## Instructions to follow:
Set down exactly the lines that run from the line with "Practice task. Find the green football jersey" to the end of the data, and nothing else.

## Excerpted data:
____

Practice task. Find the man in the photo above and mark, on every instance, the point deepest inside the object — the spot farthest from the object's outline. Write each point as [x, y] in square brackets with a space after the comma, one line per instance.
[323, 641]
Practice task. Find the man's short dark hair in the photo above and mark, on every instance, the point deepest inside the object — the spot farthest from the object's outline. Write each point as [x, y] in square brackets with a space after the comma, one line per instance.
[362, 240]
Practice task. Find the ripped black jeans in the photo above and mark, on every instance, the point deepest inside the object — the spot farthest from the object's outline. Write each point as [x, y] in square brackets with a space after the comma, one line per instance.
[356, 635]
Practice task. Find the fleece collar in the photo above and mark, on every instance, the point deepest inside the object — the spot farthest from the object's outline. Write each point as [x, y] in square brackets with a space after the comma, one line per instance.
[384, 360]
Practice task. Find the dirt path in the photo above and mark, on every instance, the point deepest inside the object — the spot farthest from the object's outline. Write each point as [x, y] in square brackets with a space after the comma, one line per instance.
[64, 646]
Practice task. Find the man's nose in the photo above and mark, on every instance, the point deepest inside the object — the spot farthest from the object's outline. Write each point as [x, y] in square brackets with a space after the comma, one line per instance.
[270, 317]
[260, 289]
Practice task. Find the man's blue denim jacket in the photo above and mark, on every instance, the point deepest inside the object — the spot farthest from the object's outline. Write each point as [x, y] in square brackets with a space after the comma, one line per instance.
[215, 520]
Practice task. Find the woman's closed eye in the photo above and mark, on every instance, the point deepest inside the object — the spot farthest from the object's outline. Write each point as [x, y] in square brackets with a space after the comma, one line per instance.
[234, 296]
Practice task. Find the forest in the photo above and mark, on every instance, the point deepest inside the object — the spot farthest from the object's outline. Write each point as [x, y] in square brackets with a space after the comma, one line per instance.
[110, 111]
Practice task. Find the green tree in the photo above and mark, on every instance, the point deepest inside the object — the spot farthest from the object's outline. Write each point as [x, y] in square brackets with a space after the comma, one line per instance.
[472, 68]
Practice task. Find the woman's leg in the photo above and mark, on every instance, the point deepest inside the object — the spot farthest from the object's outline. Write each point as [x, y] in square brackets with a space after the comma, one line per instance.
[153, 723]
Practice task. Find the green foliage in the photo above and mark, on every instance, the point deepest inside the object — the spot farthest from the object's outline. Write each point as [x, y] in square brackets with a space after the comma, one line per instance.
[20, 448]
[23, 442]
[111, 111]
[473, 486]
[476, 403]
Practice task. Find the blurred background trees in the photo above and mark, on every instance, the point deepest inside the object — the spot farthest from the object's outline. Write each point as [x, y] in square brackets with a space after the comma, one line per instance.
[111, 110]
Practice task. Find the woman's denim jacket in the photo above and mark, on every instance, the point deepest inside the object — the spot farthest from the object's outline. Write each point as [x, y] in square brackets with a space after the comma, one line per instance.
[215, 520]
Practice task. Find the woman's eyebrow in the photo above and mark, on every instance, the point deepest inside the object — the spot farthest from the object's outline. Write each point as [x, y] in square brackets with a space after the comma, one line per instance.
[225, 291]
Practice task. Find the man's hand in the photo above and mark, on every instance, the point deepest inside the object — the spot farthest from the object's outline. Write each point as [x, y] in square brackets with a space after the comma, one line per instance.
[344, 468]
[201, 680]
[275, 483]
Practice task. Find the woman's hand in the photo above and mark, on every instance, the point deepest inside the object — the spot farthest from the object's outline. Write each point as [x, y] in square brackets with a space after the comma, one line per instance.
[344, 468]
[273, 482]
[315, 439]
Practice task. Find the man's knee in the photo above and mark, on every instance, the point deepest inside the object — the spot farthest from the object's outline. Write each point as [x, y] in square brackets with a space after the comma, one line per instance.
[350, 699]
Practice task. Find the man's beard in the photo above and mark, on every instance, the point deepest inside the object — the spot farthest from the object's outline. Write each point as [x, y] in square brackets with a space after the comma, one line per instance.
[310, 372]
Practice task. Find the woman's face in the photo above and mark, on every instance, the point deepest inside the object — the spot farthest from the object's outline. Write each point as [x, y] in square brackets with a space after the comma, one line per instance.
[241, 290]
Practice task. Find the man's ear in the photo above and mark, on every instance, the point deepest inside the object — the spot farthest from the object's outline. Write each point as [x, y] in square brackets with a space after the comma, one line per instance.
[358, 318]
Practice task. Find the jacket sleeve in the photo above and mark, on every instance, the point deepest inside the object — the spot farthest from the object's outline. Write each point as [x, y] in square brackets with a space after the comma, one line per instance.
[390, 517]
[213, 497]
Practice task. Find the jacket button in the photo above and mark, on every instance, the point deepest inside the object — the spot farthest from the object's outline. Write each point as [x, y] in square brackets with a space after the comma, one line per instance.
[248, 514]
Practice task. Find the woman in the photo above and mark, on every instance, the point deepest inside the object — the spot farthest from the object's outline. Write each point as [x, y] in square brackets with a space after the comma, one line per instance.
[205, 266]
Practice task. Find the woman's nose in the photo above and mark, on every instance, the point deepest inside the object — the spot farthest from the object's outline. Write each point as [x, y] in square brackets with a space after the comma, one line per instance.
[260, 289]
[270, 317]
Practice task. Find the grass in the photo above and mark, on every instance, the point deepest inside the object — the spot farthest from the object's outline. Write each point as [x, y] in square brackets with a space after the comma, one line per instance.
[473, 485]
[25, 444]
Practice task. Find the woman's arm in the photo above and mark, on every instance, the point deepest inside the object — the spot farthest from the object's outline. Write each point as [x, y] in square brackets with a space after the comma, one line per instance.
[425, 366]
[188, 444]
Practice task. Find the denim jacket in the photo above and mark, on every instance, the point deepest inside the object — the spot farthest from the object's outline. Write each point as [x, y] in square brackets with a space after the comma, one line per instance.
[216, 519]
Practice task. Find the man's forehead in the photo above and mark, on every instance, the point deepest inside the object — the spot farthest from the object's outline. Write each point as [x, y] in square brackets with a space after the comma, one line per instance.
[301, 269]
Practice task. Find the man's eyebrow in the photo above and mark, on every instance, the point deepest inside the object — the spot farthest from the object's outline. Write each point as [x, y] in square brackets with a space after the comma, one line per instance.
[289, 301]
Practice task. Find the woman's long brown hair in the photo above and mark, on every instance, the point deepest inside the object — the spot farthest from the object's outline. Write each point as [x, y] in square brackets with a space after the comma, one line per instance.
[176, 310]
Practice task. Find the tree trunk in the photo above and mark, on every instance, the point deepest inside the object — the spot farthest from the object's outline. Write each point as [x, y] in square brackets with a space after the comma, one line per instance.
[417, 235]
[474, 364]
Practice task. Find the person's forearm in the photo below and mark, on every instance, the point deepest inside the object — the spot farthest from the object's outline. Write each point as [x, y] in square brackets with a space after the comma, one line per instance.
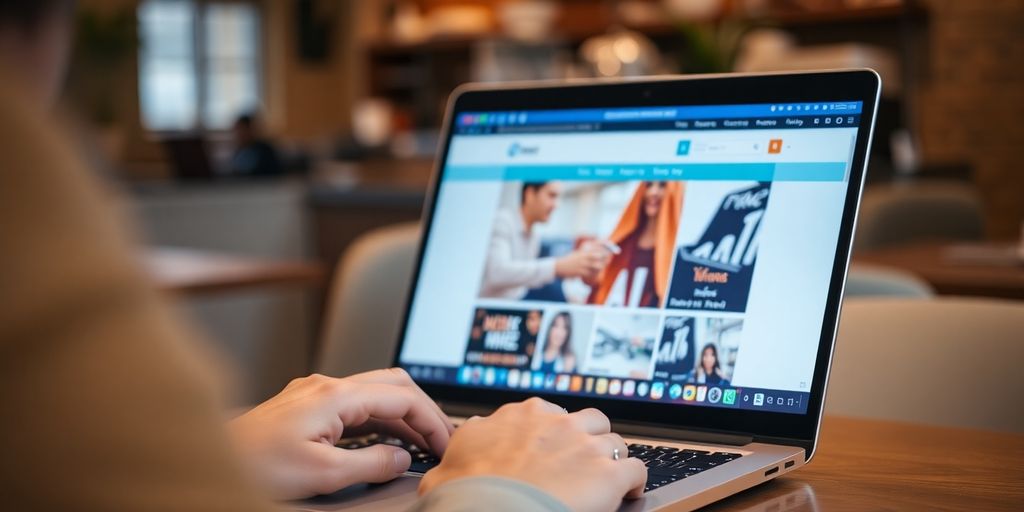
[487, 493]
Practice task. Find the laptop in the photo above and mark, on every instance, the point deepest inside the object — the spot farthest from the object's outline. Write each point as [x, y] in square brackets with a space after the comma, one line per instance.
[715, 216]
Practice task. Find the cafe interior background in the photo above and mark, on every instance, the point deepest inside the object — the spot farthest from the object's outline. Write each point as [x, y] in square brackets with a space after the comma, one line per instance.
[350, 96]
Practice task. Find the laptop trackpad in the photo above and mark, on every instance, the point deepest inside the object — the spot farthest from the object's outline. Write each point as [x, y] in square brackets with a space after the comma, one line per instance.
[396, 495]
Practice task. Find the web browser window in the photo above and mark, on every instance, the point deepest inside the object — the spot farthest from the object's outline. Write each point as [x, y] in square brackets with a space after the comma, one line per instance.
[677, 254]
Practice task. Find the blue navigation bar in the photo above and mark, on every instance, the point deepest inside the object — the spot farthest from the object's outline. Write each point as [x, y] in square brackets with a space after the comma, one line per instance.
[798, 171]
[646, 114]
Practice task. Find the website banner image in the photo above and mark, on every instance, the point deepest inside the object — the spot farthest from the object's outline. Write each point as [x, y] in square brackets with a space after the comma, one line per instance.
[601, 243]
[718, 246]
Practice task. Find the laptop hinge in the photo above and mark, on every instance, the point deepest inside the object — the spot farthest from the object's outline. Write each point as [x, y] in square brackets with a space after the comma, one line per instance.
[465, 410]
[681, 434]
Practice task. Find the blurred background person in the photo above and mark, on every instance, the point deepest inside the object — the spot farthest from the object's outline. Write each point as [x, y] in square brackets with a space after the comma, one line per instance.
[254, 155]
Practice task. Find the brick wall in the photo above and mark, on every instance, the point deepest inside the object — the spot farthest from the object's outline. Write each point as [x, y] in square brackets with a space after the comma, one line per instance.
[971, 105]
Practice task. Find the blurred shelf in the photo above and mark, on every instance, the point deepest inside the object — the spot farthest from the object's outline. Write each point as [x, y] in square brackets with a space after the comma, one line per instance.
[583, 29]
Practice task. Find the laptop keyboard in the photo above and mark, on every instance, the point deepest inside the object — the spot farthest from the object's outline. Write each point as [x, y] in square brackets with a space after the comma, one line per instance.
[422, 460]
[665, 464]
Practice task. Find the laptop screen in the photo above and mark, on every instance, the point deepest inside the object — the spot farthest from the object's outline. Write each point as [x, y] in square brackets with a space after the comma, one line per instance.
[671, 254]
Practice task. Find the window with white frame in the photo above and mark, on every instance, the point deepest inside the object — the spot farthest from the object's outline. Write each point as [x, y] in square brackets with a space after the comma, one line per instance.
[199, 62]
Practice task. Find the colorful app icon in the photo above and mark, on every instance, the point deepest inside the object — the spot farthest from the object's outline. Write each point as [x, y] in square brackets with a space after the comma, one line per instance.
[656, 390]
[689, 392]
[513, 378]
[729, 396]
[562, 383]
[715, 394]
[629, 387]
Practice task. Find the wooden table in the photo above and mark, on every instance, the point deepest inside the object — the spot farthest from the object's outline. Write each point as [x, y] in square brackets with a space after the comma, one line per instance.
[987, 270]
[194, 271]
[876, 465]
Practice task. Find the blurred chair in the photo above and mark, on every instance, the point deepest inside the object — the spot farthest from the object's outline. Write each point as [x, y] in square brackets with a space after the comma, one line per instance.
[870, 281]
[949, 361]
[366, 303]
[898, 213]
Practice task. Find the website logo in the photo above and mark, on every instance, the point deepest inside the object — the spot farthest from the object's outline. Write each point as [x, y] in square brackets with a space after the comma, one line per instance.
[517, 150]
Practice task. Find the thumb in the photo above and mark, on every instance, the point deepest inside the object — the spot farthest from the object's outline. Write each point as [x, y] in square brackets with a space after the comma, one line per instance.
[375, 464]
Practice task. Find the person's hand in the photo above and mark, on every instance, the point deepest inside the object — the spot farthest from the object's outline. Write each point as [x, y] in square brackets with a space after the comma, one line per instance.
[569, 456]
[288, 441]
[585, 263]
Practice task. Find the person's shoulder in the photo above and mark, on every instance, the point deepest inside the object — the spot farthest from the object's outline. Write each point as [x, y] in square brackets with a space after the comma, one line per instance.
[504, 220]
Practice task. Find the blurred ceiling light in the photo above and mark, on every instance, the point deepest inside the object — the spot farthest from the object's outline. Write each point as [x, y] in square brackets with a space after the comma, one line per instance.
[627, 50]
[621, 53]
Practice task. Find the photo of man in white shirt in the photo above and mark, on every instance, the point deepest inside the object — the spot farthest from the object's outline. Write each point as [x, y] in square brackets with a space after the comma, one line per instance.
[514, 264]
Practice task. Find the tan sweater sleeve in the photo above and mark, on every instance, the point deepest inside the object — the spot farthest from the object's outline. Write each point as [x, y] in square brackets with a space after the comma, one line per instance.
[105, 406]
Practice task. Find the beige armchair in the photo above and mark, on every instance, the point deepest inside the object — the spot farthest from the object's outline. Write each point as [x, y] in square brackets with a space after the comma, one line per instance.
[367, 301]
[951, 361]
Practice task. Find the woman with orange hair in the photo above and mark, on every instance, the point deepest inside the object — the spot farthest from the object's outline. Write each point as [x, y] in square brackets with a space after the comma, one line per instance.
[637, 275]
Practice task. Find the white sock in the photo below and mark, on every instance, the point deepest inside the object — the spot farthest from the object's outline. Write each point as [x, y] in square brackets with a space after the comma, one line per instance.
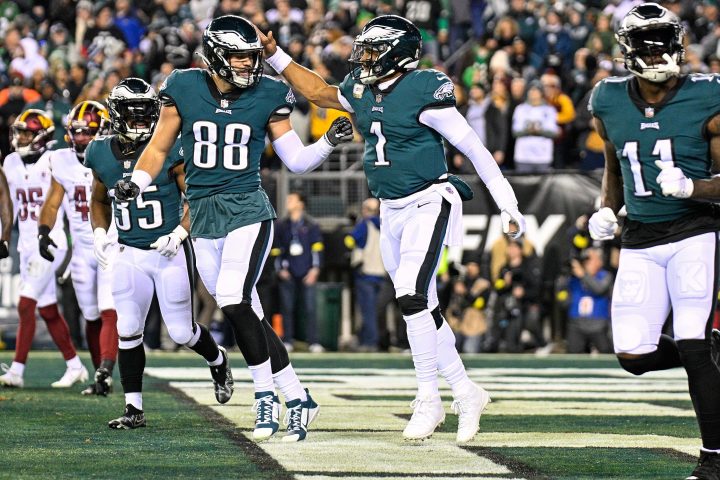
[450, 364]
[262, 377]
[422, 336]
[17, 368]
[134, 399]
[74, 363]
[287, 381]
[217, 361]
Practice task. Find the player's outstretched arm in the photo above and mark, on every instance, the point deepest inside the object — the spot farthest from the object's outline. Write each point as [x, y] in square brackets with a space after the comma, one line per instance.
[168, 245]
[308, 83]
[450, 123]
[152, 159]
[48, 216]
[302, 159]
[6, 215]
[705, 189]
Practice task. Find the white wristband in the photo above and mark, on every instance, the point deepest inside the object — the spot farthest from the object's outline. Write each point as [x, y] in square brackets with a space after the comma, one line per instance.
[279, 60]
[141, 178]
[502, 193]
[181, 232]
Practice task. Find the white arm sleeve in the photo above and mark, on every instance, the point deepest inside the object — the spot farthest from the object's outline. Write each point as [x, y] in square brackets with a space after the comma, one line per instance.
[299, 158]
[450, 123]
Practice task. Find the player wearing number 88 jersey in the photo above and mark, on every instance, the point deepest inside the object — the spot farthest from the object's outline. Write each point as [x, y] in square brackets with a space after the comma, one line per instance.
[223, 115]
[154, 256]
[661, 132]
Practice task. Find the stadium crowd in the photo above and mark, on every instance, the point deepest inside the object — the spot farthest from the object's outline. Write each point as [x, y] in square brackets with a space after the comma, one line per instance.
[523, 71]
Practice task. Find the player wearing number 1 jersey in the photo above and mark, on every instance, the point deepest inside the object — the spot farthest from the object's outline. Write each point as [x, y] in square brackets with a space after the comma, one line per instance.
[662, 146]
[71, 186]
[154, 255]
[403, 114]
[28, 175]
[223, 115]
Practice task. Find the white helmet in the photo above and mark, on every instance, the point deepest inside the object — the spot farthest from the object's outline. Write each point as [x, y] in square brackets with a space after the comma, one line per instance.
[651, 41]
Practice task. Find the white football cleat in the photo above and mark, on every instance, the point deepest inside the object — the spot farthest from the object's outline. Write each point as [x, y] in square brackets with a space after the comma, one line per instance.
[71, 377]
[428, 414]
[469, 408]
[10, 378]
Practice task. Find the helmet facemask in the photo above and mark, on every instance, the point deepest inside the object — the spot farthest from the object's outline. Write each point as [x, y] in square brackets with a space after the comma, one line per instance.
[652, 49]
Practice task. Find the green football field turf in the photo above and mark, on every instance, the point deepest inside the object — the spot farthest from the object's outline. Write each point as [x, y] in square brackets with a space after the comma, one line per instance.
[564, 417]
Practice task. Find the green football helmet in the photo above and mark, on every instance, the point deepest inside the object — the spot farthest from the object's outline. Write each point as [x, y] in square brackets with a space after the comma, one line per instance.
[387, 44]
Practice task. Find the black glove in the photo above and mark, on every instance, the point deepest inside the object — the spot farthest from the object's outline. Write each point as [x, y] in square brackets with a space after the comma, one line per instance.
[339, 132]
[45, 242]
[126, 190]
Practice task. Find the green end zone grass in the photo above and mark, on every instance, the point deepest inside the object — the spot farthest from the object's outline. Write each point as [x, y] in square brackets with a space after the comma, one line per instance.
[48, 433]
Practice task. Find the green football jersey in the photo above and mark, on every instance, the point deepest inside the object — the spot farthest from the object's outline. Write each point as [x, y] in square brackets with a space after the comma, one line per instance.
[672, 131]
[402, 156]
[223, 135]
[157, 211]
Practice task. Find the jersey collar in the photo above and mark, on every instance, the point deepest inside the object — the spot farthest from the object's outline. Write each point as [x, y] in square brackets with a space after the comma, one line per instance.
[641, 104]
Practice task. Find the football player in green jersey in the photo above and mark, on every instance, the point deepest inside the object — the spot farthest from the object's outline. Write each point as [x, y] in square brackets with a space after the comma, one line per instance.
[150, 234]
[662, 146]
[223, 115]
[403, 113]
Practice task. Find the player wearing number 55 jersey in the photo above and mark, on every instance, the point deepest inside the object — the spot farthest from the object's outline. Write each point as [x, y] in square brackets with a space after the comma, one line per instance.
[150, 258]
[403, 114]
[71, 185]
[662, 146]
[28, 175]
[223, 116]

____

## Full response:
Practice task. Find the green football jersey in the photo above and mark, on every instance, the point deepest inside the object — the spot farthest from the object's outline. Write each point as [x, y] in square brackets with a space after the comma, one line per instance.
[672, 131]
[402, 156]
[223, 135]
[157, 211]
Practice task. Find the jersey collar in the photo above and mark, on every instance, the point deepest inside the object — the spot farthest from the object's outline. Write each point as [x, y] in square brackets with a space after the comma, one line per instance.
[641, 104]
Practice task. Find the football player in green jersey in the photo above and mark, on every instance, the point deepest inside the object — the spot farthest from the object's outline. Write each point as [x, y] in square brackets with a space after the comma, one line per instance.
[150, 234]
[662, 146]
[223, 115]
[403, 113]
Practice task. Find the player wearing number 55 jersey in the photo above and mark, on every instance, the point deepest inside the object — the spot farthest from the object's outline. Write each point as [x, y] in square brackets with a space after the comma, one line per instance.
[150, 258]
[403, 114]
[71, 185]
[662, 146]
[28, 175]
[223, 116]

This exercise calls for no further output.